§ **Extract**:
^^^^

Finally, unlike numbers assigned by the Social Security Administration, a new CODIS profile does not emerge from a random-number generator every time a child is born. Rather, the child’s profile is a mixture of pre-existing numbers. A child inherits a random half of the father’s numbers and a random half of the mother’s numbers. This aspect of sexual reproduction has immediate implications for privacy.
II. Inherited Numbers Carry Some Information
The fact that seemingly empty numbers are inherited via sexual reproduction complicates the privacy analysis in several ways. It means that siblings will have numbers that, on average, are closer to one another than to unrelated persons and that a parent and child will have at least one of every two pairs of numbers in common. Consequently, a curious database administrator could compare profiles of pairs of arrested individuals to draw inferences about possible genetic relationships. Most inferences of specific relationships would be wrong—for example, many nonsiblings would show more similarities in their profiles than true siblings would. Nevertheless, many pairs could securely be said not to be parent and child.
Usually, these possible inferences would be unimportant. Most people are not my parents. But suppose a candidate for sheriff were a strong challenger in an upcoming election, and she, her husband, and her adult child (born during the course of the marriage) were arrested. The CODIS profiles could be used for parentage testing. A finding of nonpaternity would be proof of the candidate’s marital infidelity. The fact that “[a] DNA fingerprint is nothing more than a long list of numbers” does not mean the “fingerprint” is devoid of socially significant information.
III. Does It Matter?
The government’s brief points out that the CODIS system makes such abuses difficult to accomplish at the level of the national database (NDIS). See Brief for United States, at 19–20:
DNA identification profiles stored by CODIS — as Maryland law contemplates — have no identifying information associated with them. CODIS contains the number-string itself and information about the laboratory that generated it; only in the event of a “hit” in the database can the record ultimately be traced back to a particular arrestee. See CODIS and NDIS Fact Sheet.But the state or local laboratory that prepared the profile does not need to trace it “back to a particular arrestee.” Someone there already knows to whom the profile belongs. Moreover, the hypothetical does not involve NDIS. It involves a corrupt sheriff intent on learning the CODIS profiles of known individuals from samples taken by his officers.

^^^^

§ **Recorded information**:
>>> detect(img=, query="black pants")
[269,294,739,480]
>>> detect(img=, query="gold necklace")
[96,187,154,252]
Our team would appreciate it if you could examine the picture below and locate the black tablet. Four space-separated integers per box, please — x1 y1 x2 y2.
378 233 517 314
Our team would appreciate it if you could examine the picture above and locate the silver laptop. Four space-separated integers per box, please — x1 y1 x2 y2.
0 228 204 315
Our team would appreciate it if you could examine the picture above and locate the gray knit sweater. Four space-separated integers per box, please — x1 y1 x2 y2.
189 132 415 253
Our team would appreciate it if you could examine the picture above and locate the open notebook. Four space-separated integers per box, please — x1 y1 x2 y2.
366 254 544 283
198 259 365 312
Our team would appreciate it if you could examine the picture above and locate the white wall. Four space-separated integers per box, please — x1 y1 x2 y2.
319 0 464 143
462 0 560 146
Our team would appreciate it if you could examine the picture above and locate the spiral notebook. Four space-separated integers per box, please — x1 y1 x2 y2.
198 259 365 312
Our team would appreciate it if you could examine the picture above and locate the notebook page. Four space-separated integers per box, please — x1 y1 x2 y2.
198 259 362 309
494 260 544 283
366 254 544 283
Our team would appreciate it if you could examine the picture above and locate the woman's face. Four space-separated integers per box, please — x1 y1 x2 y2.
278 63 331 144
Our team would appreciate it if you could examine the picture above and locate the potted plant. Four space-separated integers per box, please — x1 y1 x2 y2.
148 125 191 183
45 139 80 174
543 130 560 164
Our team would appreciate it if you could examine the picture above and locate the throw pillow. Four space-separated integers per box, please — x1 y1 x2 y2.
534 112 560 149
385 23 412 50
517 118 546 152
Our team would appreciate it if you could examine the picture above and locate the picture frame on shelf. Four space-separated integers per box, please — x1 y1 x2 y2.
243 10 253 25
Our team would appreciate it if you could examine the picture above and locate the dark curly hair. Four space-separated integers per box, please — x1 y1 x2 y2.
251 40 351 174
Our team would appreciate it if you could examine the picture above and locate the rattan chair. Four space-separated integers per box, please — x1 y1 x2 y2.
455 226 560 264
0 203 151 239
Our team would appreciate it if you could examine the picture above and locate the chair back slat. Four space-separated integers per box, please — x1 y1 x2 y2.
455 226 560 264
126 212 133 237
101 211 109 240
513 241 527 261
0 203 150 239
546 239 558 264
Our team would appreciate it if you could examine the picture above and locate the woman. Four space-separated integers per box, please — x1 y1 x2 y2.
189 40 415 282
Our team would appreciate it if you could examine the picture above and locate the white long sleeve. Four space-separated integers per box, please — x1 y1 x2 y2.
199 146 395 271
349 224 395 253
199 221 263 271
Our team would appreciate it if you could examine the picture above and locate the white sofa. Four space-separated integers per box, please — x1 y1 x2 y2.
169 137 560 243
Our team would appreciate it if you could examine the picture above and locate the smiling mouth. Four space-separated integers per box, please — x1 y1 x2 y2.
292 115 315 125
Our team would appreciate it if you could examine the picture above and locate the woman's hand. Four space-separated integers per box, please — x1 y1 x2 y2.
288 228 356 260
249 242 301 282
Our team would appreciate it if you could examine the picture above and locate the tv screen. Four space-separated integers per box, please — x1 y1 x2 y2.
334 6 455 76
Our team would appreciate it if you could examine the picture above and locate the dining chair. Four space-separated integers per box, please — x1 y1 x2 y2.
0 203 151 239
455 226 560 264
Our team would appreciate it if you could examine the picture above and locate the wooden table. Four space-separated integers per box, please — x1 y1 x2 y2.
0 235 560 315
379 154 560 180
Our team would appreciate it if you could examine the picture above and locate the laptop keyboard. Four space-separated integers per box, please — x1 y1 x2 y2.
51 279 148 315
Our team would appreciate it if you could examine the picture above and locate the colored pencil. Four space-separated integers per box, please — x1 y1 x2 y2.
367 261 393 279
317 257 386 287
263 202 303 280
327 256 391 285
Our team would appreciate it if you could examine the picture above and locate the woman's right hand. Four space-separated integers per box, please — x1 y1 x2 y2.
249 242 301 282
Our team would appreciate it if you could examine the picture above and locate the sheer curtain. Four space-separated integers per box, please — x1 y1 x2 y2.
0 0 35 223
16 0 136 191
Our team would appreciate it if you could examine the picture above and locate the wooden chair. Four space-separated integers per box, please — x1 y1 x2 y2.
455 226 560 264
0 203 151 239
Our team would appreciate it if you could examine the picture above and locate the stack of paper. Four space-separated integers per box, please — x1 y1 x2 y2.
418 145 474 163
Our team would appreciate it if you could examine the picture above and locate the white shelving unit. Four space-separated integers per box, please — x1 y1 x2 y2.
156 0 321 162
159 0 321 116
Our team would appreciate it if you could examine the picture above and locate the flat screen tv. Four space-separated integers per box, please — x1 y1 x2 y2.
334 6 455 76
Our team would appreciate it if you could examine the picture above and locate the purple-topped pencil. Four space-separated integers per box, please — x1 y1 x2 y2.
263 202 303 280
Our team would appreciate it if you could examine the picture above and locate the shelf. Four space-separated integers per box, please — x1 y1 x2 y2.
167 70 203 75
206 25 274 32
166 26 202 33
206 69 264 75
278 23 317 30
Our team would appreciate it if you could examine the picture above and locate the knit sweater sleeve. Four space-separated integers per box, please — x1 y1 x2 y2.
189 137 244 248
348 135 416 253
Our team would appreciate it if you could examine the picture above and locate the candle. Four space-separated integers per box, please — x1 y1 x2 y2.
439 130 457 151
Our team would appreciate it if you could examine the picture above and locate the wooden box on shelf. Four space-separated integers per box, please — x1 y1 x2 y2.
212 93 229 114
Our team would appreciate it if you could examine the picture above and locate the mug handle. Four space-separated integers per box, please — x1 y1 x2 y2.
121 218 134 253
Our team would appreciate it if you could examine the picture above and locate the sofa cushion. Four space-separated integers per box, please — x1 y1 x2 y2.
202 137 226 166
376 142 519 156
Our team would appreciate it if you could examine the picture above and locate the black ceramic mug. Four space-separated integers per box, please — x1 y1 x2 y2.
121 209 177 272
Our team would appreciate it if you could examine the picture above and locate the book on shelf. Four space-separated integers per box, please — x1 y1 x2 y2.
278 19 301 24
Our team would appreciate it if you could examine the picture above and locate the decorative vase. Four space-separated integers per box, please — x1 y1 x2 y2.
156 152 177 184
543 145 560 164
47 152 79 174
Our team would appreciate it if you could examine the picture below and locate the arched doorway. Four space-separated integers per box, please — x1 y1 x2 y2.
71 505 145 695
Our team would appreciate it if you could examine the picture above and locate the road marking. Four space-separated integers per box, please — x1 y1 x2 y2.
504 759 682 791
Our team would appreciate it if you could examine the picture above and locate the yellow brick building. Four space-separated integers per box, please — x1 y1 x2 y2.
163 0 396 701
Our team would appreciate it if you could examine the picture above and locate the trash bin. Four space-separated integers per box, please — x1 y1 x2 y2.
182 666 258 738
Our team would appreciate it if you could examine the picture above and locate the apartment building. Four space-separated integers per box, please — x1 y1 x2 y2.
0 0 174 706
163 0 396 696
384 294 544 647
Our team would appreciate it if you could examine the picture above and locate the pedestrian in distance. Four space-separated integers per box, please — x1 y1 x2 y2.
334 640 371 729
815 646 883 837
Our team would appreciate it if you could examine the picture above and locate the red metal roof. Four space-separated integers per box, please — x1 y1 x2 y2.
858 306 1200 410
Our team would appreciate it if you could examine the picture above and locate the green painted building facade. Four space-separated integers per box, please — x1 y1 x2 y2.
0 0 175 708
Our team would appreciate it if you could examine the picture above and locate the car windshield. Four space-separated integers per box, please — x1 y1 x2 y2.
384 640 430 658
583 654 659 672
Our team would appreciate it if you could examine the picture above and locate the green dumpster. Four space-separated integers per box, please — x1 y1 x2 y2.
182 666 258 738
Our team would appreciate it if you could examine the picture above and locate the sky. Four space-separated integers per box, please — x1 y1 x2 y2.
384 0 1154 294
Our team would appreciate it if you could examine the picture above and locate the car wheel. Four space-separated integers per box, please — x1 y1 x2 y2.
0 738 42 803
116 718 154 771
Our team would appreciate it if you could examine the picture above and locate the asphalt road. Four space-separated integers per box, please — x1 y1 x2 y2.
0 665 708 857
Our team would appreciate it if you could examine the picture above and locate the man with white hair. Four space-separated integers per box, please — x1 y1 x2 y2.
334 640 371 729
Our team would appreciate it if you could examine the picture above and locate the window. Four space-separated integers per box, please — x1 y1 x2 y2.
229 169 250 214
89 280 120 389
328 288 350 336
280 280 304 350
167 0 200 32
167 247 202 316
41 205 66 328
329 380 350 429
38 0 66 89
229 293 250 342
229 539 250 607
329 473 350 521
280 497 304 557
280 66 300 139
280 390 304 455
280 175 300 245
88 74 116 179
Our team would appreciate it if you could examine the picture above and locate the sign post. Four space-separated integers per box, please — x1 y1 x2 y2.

^^^^

§ **What you will do**: Please explain in one to three sentences why the CODIS privacy text says that the national database's lack of identifying information does not prevent the abuse in its sheriff hypothetical.

§ **Problem solution**: The state or local laboratory that prepared a profile does not need to trace it back to a particular arrestee, because someone there already knows whose profile it is. The hypothetical also does not involve the national database. It concerns a corrupt sheriff learning the CODIS profiles of known individuals from samples his own officers took.